● **Texte fourni**:
'''

Kim Yo-jong, à Incheon (Corée du Sud), vendredi 9 février. / KIM JU-HYUNG/AP

Pour la première fois depuis la fin de la guerre de Corée, un membre de la famille des Kim, au pouvoir en Corée du Nord – connue comme la « lignée du mont Paektu » –, se rend en visite au Sud. Kim Yo-jong, petite sœur de l’actuel dirigeant, Kim Jong-un, dont elle aurait toute la confiance, est arrivée vendredi 9 février autour de 13 h 30 heure locale à l’aéroport d’Incheon, non loin de Séoul, à bord d’un Iliouchine 62M, avion personnel de son frère.

Cible de l’insistante attention des médias sud-coréens, vêtue de noir, volontiers souriante, Kim Yo-jong a été accueillie par le ministre de l’unification, Cho Myoung-gyon. Elle accompagne Kim Yong-nam, président du présidium de l’Assemblée populaire suprême nord-coréenne qui dirige la délégation envoyée par Pyongyang, et a rencontré le chef de l’état sud-coréen, Moon Jae-in, vendredi, avant d’assister à la cérémonie d’ouverture des Jeux olympiques de Pyeongchang.

Avec le reste de la délégation, elle déjeunera samedi 10 février avec le président, Moon Jae-in. La venue de Mme Kim « démontre la volonté du Nord de réduire la tension sur la péninsule », estimait, le 7 février, la présidence sud-coréenne en annonçant sa présence. La question est de savoir quel message elle porte au nom de son frère et si une entrevue avec le vice-président américain, Mike Pence, présent lui aussi à Pyeongchang pour la cérémonie d’ouverture, aura lieu. M. Pence ne s’y est pas montré hostile.

« Visites sur le terrain »

Agée d’une trentaine d’années – elle serait née en 1987 selon les services sud-coréens, et en 1989 selon les Américains –, Mme Kim a connu une ascension rapide au sein de l’appareil nord-coréen. Nommée en octobre 2017 membre du bureau politique du Parti du travail, elle avait été auparavant promue au poste de directrice adjointe du département d’agitation et de propagande au sein du parti. Proche du dictateur, elle gère ses « visites sur le terrain pour donner des instructions », notamment le programme, les besoins logistiques et la sécurité. Elle entretient de ce fait des liens avec le puissant ministère de la sécurité d’Etat.

Ce parcours découle de ses liens particuliers avec Kim Jong-un. Elle est la plus jeune des trois enfants du dirigeant Kim Jong-il (1941-2011) et de sa quatrième épouse, Ko Yong-hui (1952-2004). Ses aînés sont Kim Jong-chol (né en 1981, sans fonction connue) et l’actuel dirigeant, né en 1983. Elle a suivi comme ses frères une scolarité en Suisse entre 1996 et 2000 à l’école publique Steinhölzli de Liebefeld, qui accueille les enfants de personnels diplomatiques, près de Berne. Sa mère venait de temps en temps rendre visite à ses enfants.

'''

● **Détails de l'exercice**:
Rédigez, s'il vous plaît, la suite de l'article sur Kim Yo-jong en reprenant juste après sa dernière phrase.

● **Données présentées**:
'''

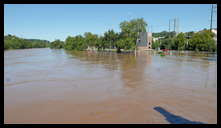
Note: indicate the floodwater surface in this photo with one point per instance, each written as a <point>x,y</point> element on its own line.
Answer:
<point>58,86</point>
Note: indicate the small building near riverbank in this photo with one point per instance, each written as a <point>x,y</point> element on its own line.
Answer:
<point>144,41</point>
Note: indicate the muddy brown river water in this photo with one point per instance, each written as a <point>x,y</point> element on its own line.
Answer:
<point>58,86</point>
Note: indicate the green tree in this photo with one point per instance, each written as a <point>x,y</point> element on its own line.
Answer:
<point>202,41</point>
<point>110,38</point>
<point>57,44</point>
<point>179,42</point>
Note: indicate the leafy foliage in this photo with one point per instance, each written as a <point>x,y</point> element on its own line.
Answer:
<point>13,42</point>
<point>57,44</point>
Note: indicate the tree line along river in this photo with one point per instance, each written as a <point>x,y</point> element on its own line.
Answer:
<point>57,86</point>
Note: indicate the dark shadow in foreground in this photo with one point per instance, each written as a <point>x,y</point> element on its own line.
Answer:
<point>174,119</point>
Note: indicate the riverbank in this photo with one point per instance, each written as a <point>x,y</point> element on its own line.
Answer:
<point>59,86</point>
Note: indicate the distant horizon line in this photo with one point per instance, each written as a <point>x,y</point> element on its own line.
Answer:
<point>93,33</point>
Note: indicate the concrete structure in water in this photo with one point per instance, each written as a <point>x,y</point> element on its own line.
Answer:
<point>144,41</point>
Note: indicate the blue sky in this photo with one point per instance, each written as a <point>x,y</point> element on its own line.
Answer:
<point>57,21</point>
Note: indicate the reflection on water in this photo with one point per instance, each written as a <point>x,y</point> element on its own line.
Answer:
<point>106,83</point>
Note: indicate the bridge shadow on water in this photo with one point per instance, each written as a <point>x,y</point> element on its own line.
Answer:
<point>174,119</point>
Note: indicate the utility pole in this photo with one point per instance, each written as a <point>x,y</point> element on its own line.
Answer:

'''

● **Réponse attendue**:
De retour à Pyongyang, elle a suivi des cours à l’université Kim Il-sung et, après la mort de sa mère, dans un établissement d’Europe occidentale. Elle semblait déjà manifester un intérêt pour les affaires d’Etat. Dès 2002, explique le site spécialisé North Korea Leadership Watch, « Kim Jong-il affirmait fièrement à ses interlocuteurs étrangers que sa plus jeune fille s’intéressait à la politique et voulait mener une carrière au sein de l’appareil de la RPDC ».

En 2007, elle aurait intégré le parti et travaillé sous la direction de Kim Jong-il et de sa tante, Kim Kyong-hui, dont elle s’inspirerait pour ses activités actuelles. Après l’attaque cérébrale subie en 2008 par son père et l’accélération des préparatifs de la succession, Kim Yo-jong est promue dans l’entourage direct de Kim Jong-il. Elle participe dès lors à ses déplacements sur le terrain, même si elle apparaît peu sur les photos officielles.

Selon la presse sud-coréenne citant les renseignements chinois, elle serait mariée au plus jeune fils de Choe Ryong-hae, actuellement directeur du département chargé de l’organisation du pouvoir. Son époux travaillerait au service des finances et de la comptabilité du parti. Il aurait des liens avec la Division 39, créée dans les années 1970 pour gérer les avoirs de la famille Kim.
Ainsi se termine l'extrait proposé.